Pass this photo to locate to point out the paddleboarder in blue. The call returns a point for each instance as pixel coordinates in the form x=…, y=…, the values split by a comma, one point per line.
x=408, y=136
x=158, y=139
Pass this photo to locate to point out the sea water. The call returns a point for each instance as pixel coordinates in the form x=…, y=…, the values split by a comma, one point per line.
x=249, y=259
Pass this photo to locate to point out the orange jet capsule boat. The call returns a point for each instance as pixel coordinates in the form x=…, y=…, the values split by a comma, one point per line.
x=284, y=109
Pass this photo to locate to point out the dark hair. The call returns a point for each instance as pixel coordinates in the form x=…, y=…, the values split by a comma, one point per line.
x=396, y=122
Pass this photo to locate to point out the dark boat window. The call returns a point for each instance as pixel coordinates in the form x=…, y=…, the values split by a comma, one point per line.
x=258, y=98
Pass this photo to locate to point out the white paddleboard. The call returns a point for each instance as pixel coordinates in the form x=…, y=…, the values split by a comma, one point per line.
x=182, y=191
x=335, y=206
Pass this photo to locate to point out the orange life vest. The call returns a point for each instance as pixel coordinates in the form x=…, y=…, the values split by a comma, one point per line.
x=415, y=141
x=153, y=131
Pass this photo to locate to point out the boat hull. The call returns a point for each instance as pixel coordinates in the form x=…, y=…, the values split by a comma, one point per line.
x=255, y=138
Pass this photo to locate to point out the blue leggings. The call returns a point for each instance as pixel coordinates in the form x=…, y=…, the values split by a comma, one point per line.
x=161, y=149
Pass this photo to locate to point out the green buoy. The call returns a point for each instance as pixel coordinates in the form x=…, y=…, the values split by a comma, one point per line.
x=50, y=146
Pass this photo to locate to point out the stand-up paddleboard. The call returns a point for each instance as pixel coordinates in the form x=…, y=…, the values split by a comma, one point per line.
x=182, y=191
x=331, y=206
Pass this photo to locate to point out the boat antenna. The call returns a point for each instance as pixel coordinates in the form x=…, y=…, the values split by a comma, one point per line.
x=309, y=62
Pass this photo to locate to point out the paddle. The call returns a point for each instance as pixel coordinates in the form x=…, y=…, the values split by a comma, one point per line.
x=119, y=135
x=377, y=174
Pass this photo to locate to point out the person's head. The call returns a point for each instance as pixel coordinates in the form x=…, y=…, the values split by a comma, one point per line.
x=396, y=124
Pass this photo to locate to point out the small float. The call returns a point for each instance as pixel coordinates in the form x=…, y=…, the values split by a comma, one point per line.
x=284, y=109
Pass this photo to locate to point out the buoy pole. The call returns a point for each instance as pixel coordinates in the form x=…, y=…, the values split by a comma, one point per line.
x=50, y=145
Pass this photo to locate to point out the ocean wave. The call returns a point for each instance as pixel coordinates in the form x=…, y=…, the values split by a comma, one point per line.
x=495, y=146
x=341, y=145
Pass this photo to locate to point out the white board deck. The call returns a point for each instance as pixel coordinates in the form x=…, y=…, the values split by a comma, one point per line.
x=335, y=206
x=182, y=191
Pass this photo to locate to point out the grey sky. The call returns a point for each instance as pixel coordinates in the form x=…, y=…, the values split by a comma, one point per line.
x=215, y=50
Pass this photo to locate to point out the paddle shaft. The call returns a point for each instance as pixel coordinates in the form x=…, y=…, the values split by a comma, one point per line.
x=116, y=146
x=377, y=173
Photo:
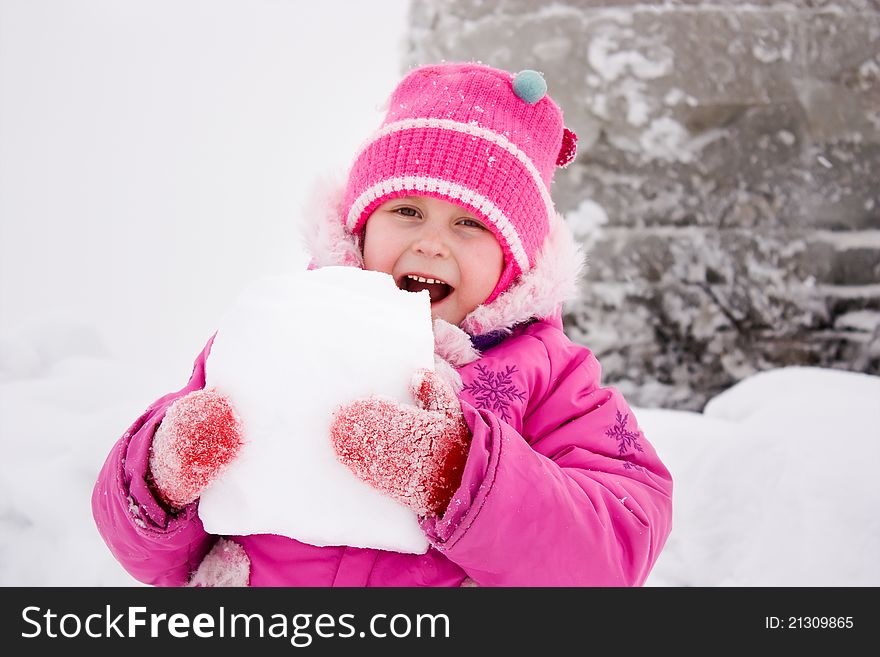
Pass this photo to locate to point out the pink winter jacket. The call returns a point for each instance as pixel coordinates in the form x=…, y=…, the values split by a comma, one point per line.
x=560, y=489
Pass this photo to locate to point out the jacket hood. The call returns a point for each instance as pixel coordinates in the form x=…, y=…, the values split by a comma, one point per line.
x=538, y=293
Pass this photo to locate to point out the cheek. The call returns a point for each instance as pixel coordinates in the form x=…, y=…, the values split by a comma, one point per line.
x=375, y=251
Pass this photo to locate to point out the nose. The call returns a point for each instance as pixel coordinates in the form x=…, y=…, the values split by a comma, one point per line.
x=430, y=242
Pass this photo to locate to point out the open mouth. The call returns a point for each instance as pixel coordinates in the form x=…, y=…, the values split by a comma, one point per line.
x=438, y=289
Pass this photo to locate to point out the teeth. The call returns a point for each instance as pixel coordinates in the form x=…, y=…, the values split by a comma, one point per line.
x=425, y=280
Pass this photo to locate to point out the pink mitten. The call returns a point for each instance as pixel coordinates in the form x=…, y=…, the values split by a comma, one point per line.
x=414, y=454
x=198, y=437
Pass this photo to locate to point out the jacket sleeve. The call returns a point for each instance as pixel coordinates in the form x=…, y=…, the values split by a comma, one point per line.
x=153, y=545
x=578, y=498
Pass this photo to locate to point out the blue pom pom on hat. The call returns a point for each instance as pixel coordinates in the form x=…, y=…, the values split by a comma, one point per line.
x=530, y=86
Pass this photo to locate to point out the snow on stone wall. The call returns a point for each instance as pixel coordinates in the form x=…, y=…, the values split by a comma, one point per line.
x=727, y=179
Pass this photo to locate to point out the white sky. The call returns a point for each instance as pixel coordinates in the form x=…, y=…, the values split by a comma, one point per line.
x=154, y=156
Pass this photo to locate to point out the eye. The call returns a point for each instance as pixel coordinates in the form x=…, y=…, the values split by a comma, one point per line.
x=406, y=211
x=471, y=223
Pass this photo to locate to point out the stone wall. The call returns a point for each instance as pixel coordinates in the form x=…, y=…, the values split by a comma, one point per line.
x=727, y=183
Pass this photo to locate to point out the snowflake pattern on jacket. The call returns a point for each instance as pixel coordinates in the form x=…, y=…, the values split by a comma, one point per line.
x=625, y=439
x=495, y=391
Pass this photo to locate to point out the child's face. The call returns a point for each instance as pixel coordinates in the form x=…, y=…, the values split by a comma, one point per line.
x=428, y=238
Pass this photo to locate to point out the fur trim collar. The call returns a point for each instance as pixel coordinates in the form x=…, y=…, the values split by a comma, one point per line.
x=538, y=293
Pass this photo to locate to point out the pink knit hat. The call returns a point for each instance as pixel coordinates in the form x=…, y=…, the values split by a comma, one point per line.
x=475, y=136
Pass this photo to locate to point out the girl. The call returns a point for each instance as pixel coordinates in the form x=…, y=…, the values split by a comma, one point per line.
x=522, y=468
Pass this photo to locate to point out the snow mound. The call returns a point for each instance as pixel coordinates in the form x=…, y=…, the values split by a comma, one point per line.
x=775, y=484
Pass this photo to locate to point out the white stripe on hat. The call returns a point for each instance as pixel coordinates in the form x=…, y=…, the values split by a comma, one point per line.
x=452, y=190
x=475, y=131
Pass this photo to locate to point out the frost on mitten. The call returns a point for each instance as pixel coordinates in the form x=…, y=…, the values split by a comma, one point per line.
x=198, y=437
x=415, y=454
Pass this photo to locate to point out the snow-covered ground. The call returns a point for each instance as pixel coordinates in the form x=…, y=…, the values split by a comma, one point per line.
x=153, y=160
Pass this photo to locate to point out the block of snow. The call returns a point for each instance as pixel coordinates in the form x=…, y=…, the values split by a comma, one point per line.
x=287, y=352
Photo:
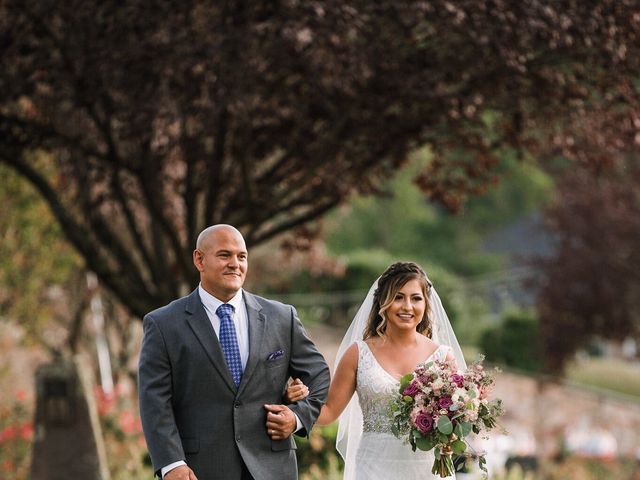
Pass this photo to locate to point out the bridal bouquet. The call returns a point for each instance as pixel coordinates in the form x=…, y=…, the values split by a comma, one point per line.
x=438, y=406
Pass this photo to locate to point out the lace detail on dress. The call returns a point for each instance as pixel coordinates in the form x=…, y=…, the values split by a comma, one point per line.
x=376, y=388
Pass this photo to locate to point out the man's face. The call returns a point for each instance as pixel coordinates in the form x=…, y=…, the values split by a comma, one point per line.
x=222, y=263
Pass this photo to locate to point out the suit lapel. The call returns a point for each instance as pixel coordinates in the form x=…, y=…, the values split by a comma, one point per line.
x=257, y=323
x=201, y=325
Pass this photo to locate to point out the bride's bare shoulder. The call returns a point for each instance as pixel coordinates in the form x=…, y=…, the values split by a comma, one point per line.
x=350, y=357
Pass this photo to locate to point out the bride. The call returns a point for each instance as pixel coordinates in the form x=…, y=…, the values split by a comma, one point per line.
x=400, y=324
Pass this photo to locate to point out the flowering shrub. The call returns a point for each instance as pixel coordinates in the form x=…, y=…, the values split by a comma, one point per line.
x=122, y=430
x=437, y=407
x=16, y=434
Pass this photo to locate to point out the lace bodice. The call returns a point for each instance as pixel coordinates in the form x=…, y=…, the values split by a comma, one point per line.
x=376, y=388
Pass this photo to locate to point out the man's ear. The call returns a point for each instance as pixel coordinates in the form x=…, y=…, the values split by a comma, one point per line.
x=197, y=259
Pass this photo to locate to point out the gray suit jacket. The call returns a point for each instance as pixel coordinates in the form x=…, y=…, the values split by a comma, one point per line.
x=191, y=410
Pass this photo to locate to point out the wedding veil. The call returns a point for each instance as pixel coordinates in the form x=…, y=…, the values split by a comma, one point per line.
x=350, y=421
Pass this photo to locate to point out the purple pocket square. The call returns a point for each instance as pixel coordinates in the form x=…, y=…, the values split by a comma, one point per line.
x=275, y=355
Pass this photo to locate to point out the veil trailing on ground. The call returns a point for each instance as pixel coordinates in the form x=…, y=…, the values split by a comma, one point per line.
x=350, y=421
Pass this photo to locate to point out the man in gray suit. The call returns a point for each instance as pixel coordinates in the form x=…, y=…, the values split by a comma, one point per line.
x=213, y=369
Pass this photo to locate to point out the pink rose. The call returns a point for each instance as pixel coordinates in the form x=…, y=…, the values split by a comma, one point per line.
x=457, y=379
x=424, y=423
x=411, y=389
x=445, y=402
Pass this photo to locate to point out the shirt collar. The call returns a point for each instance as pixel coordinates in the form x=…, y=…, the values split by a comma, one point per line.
x=212, y=303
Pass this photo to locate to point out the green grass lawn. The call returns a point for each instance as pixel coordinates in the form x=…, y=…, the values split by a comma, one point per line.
x=608, y=373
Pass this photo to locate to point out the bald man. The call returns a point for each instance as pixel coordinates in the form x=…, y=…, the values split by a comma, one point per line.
x=213, y=370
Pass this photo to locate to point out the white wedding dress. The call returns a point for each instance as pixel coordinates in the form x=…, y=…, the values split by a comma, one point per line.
x=380, y=455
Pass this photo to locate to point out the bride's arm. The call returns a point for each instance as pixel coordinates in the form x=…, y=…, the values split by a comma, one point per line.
x=342, y=387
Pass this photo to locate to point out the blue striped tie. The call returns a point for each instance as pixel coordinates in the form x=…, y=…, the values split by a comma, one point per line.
x=229, y=342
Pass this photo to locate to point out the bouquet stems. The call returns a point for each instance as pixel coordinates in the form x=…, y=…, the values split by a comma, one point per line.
x=443, y=465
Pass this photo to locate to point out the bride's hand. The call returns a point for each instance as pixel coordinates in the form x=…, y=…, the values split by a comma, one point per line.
x=296, y=391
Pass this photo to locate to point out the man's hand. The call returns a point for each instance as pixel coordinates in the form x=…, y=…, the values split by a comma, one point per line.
x=281, y=422
x=296, y=391
x=180, y=473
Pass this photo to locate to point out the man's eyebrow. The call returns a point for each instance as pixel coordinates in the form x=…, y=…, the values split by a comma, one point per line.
x=241, y=252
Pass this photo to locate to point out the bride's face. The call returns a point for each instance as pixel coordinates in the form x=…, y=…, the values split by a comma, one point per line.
x=408, y=306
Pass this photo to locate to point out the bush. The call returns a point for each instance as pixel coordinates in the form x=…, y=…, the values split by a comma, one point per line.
x=515, y=342
x=317, y=455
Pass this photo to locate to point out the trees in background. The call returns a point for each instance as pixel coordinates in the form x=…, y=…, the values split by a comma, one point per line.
x=591, y=286
x=153, y=120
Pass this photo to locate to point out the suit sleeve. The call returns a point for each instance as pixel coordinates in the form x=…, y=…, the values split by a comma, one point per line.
x=155, y=395
x=307, y=364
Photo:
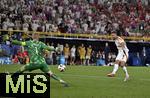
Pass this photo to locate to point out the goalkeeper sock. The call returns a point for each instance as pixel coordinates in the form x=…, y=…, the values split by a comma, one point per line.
x=115, y=68
x=55, y=77
x=125, y=70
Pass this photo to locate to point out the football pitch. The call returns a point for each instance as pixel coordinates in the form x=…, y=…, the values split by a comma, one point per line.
x=92, y=82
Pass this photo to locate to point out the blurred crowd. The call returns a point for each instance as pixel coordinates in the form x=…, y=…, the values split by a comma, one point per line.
x=65, y=54
x=76, y=16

▬▬▬▬▬▬▬▬▬▬

Render the listing, beginning at the line that has "Pass this photo to locate to point out the purple" and stopping after the line that has "x=608, y=373", as a two-column CSV with the headers text and coords. Each row pairs one line of text with the coordinate lines under it, and each field sits in double quotes with line breaks turned into spaces.

text,coords
"Pass this photo to locate to point out the purple pocket square. The call returns a point for each instance as pixel coordinates in the form x=…, y=…, the values split by a comma, one point per line.","x=275, y=355"
"Pass this photo to locate to point out the veil trailing on ground. The call returns a point for each instance as pixel coordinates in the form x=…, y=…, the values split by a comma, one point per line.","x=350, y=421"
"Pass this photo to locate to point out the man in gray suit. The call returns a point for each instance as pixel coordinates in the form x=…, y=…, the values split by a comma, one point per line.","x=213, y=369"
"Pass this photo to locate to point out the pink rose. The call returns a point for each instance as pixel coordinates in the form x=…, y=…, the values split by a comma, one point per line.","x=457, y=379 x=424, y=423 x=411, y=389 x=445, y=402"
"Pass this photo to locate to point out the shirt collar. The call returns a point for each instance as pixel coordinates in the form x=…, y=…, the values split by a comma, one point per line.","x=212, y=303"
"Pass this photo to locate to point out the green grass lawn. The call returns a point for each instance as pixel coordinates in the form x=…, y=…, the values split by a comma, one point per line.","x=608, y=373"